_What the task requires:_
Starting with the line that contains "After reviewing this photo, confirm whether any bridge" and going on through the line that contains "[595,63,1000,402]", rewrite those lines of the data below, requests included, with every box coordinate in the answers multiplied by 0.4 and rounded to a whole number, halves rounded up. Return only those lines.

_Task inputs:_
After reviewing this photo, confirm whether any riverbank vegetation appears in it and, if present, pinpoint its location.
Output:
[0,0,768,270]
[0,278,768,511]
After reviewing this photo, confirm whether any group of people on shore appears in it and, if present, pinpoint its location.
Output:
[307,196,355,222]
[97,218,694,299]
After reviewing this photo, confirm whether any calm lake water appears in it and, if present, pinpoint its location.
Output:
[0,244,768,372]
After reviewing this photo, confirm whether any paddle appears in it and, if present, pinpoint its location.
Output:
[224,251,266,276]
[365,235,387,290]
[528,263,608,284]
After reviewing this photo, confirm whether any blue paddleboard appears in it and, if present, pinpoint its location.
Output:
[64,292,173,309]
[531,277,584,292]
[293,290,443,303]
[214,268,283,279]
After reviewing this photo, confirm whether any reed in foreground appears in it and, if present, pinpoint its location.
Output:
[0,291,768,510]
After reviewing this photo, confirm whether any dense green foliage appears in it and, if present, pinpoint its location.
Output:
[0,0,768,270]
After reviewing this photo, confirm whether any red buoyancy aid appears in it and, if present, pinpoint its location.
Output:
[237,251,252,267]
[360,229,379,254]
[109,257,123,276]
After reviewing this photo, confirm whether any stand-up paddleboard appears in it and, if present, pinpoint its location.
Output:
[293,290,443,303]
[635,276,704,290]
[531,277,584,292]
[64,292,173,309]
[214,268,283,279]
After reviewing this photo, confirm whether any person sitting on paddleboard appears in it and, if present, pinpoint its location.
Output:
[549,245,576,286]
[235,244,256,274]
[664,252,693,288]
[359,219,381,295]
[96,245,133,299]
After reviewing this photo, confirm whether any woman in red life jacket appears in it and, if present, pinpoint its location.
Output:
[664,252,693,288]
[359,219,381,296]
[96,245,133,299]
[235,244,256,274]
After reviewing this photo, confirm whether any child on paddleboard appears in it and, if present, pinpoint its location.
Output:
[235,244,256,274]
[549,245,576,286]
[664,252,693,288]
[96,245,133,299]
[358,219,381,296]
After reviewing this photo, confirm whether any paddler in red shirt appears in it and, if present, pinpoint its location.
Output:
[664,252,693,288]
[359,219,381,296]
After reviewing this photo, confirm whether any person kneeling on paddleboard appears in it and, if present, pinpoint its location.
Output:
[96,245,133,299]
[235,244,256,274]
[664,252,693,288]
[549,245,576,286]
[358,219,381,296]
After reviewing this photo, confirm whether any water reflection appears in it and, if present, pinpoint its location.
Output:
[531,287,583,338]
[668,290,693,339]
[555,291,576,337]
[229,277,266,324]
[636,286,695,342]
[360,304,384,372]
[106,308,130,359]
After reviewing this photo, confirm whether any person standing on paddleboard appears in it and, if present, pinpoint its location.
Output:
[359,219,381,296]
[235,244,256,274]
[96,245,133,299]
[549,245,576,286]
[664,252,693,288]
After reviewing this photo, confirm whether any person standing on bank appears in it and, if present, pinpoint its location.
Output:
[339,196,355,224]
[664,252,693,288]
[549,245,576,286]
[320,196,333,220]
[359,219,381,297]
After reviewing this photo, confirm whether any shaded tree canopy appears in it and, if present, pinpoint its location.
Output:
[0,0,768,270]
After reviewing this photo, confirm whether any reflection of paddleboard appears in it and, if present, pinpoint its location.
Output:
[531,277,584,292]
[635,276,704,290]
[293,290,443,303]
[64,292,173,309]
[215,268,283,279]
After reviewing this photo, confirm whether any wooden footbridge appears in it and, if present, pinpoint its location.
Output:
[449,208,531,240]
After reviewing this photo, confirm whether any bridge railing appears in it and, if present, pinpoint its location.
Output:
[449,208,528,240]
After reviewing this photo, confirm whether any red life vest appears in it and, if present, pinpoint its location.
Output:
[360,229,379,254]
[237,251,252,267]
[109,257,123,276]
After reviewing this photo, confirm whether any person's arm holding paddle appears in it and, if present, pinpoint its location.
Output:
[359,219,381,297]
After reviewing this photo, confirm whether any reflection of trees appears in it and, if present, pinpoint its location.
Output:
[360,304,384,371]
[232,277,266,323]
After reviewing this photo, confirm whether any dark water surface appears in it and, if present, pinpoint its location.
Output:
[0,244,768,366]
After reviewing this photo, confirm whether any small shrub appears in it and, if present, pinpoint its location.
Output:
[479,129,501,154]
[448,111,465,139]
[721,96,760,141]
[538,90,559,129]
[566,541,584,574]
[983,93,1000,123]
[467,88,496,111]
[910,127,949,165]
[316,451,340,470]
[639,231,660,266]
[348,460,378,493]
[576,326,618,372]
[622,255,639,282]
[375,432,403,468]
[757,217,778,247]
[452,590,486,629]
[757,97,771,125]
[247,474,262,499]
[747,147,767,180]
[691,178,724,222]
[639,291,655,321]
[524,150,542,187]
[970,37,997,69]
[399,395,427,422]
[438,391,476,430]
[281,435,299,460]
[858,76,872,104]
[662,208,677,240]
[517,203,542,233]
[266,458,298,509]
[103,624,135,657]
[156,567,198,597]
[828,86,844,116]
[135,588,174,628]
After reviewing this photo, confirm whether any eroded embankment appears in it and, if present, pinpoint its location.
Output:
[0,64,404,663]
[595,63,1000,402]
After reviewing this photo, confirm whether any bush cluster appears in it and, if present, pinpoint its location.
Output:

_Response to this exercise:_
After reviewing this photo, confirm whether any bridge railing appears in it and, if present, pinpoint its location.
Output:
[180,83,211,96]
After reviewing this photo, confirm whether any red life vest appears in it and, if present, pinpoint its location.
Output:
[144,92,152,102]
[95,100,101,107]
[44,103,49,110]
After reviewing this photo, confirm whether any person's arm holding paddle appears in it and, if present, pinpoint its location.
Output:
[144,88,152,119]
After reviewing this photo, confirm whether any reflection of trees appears in it and, if present, pinpoint its location.
Output:
[144,122,154,148]
[93,111,106,129]
After reviewing this photo, confirm whether any dark water surface appears in it and, if present, pinpoint its location.
Output:
[0,98,307,146]
After reviewing this photo, confirm whether any small shrub appears in it and, if present, pinpoint its location.
Output:
[192,52,200,62]
[179,44,186,56]
[288,38,304,56]
[215,36,224,52]
[226,216,234,230]
[393,37,400,49]
[187,35,198,44]
[364,51,380,66]
[126,180,136,188]
[256,92,264,106]
[139,184,151,197]
[230,130,247,149]
[249,102,256,113]
[150,173,161,187]
[303,87,311,99]
[181,236,194,252]
[303,39,308,50]
[99,190,105,200]
[299,59,307,72]
[276,71,290,89]
[256,116,262,128]
[210,60,217,75]
[388,15,399,28]
[160,158,171,169]
[175,156,190,172]
[112,174,120,184]
[343,30,349,42]
[265,83,271,96]
[207,81,217,93]
[106,183,119,204]
[41,250,54,263]
[62,227,79,239]
[331,34,338,46]
[54,235,70,251]
After reviewing this photo, confirm whether any eroded embankment appears in it and, if present, pinpoint its location.
Output:
[0,26,162,265]
[238,25,400,161]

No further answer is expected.